> ACTIONS TO TAKE:
a - In the article about Kier-La Janisse's book House of Psychotic Women, how long did the book take her to write?
b - Carry on the article about Kier-La Janisse's book House of Psychotic Women, starting right after its last sentence.

> TEXT PROVIDED:
--------
HOUSE OF PSYCHOTIC WOMEN,  the new confessional movie book written by Kier-La Janisse, recently inspired LA’s Cinefamily Theater to run a screening series of films featured in the book. That’s right, a festival of insanity, running all through February.

Kier-La was here to open the series with a personal introduction and to have a short discussion with a very excited audience. It was a wall-to-wall sold out show and I was there with them, listening to every word  spoken about her fascinating, critically acclaimed book….

And happily, I was able to catch up with her briefly before the show at a pub down the street from the theater. I felt an instant connection with her, perhaps stemming from our similarly unstable pasts. Maybe it’s because, ultimately, we both demand independence. Kier-La is very
unassuming and is easy to like with her long dark street hair and a beautiful smile.

I immediately tell her that I am crazy about her book. And I am.

For me, it’s as if she’d put all of my heroes together into one towering book. As I read it, I felt like I’d been waiting for someone to write this forever. A part of me was, in fact, so satisfied by it that I can now easily call it one of my favorite books.

While getting seated, I make a comment about how one must struggle to find your way to freedom within your relationships  and how I respected her acknowledgement of that in PSYCHOTIC WOMEN in talking about her relationship with her now ex-husband. We laugh as my boyfriend wanders away happily, to eat corned beef and cabbage at Canter’s Deli.

Well, that was easy…

Her statements from the book hold true.“Yes,” she confirms she still assesses herself as “driven” and not the “party giving partner, planning for the future”  type.

We are talking about her brief marriage and Kier-La looks at me and says “Maybe none of these women are neurotic at all, it’s just that they have fallen through the crack between who they really are and who they think they are supposed to be.” She smiles. I think she likes that analogy.

During the opening presentation of the series at the incredible Cinefamily, Kier-La makes some very interesting remarks about her process in writing the book itself. She reveals that only after years of collecting information, grappling with her own history, facing truths and living life was it time for it to be written. It took a better part of ten years to write and that it wasn’t until she hit a very dark period in her life that she grasped onto the project, a life preserver of sorts, and swam it to success.
--------
> MATERIAL:

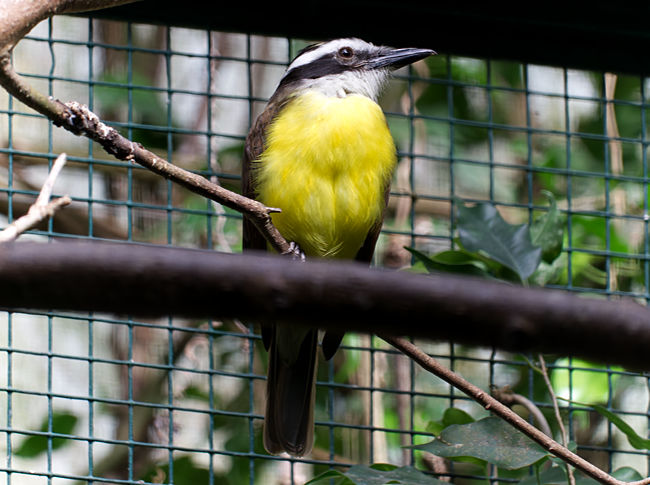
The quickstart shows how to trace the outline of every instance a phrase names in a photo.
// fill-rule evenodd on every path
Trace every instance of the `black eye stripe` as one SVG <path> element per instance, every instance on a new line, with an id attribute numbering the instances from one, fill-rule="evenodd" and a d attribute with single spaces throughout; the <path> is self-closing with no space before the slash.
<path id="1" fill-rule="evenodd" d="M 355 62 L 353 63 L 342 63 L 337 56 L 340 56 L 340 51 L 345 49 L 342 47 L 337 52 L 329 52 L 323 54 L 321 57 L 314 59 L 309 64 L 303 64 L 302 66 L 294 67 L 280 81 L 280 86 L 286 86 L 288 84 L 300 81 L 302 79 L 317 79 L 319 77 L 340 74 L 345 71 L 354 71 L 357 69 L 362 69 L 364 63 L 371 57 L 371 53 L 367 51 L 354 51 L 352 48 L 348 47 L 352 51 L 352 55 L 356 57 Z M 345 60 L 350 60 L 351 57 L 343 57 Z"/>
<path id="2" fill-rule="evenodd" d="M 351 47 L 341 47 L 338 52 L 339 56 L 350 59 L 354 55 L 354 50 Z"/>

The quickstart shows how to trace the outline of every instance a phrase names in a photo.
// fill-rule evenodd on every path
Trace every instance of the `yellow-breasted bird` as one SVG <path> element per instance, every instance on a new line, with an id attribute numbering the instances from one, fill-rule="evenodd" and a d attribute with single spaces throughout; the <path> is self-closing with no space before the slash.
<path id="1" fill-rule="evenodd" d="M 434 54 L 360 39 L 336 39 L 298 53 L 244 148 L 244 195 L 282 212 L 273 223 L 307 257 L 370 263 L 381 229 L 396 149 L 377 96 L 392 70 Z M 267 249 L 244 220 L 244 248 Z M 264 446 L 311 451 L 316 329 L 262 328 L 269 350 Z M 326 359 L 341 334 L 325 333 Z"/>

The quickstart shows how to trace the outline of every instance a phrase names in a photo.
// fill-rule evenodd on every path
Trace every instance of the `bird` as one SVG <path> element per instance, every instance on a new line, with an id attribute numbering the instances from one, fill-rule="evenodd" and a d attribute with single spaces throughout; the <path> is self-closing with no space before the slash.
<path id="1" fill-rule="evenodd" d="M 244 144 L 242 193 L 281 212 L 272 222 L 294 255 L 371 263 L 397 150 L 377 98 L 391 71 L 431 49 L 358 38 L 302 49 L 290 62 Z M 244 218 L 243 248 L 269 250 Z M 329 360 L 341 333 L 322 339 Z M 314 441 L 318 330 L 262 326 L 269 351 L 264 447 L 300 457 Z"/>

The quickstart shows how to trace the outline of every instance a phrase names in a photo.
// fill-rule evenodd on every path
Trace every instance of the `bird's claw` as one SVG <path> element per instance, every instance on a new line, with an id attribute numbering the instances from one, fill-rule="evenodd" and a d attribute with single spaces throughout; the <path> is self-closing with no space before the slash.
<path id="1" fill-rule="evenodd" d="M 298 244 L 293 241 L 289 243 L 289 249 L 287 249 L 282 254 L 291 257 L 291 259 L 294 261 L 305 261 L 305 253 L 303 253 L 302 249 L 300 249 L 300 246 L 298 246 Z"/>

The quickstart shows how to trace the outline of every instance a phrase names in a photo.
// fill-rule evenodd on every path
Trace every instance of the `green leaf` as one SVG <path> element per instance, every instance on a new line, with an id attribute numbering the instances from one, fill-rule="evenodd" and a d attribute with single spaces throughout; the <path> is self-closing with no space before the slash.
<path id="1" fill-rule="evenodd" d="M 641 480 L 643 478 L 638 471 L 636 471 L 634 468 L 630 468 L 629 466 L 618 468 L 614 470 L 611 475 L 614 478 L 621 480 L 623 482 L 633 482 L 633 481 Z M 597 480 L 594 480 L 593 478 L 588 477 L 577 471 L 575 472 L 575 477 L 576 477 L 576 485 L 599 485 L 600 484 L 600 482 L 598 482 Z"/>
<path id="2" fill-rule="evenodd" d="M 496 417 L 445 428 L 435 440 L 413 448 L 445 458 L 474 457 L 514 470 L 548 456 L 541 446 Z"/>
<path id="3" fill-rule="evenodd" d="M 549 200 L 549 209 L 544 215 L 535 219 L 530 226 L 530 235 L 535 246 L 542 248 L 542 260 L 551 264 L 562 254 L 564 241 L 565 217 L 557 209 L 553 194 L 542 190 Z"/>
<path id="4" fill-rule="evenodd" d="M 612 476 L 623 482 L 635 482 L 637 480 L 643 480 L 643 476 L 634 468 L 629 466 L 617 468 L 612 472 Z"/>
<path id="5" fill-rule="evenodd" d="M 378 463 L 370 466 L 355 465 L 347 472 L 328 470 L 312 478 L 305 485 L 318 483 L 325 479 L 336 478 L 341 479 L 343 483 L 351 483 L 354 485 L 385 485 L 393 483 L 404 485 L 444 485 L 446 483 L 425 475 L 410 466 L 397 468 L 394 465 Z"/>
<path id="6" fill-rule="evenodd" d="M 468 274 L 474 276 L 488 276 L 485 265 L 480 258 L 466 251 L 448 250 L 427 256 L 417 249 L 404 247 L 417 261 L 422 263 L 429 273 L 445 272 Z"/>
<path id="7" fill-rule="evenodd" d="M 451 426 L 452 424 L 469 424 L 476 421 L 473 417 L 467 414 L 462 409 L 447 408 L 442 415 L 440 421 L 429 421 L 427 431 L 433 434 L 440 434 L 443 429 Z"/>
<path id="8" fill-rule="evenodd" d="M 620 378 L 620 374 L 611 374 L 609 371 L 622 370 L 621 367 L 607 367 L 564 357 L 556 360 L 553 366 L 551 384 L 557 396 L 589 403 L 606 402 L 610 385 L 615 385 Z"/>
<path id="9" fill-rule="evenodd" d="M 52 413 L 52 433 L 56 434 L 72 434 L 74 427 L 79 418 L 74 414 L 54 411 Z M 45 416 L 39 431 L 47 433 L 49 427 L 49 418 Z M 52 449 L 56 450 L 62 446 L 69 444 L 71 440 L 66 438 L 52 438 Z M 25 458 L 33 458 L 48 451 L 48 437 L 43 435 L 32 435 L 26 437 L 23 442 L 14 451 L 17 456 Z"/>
--------
> OUTPUTS FOR THE TASKS:
a - It took her the better part of ten years.

b -
At one point in the disappointingly short discussion, Kier-La shakes her head and grins, echoing things she had said to me prior. “Maybe none of these women are crazy. Perhaps if they were to behave differently, in context to the movie, that would be real insanity.” The audience laughs. They “get it.” They like her.

She looks so young, it’s hard to imagine the life she has lived through and then I look in the mirror and I see the same. The difference between the woman I once was and the woman I am now. I think many people can relate to that. I think it’s more than just looking older, it’s that there has
been, for many of us, transformation. Kier-La’s autobiography is about transformation. Perhaps our fascination with neurotic women in general is their need to transform in some way.

A desperate need.

In the beginning of the book Kier-La writes,

“I wanted to explore neurotic characterizations comprehensively so I focused on what I know, namely films I watch align with my personal experience in that every woman I have ever met is completely crazy in one way or another.”

There has been good response to the book, although in my first few e mails Kier-La admitted that she has had disturbing messages. Well, it only seems befitting that a book that delves so deep into such dark matter will stir up some shit. But, it’s in the controversy that energy sparks and
fire burns.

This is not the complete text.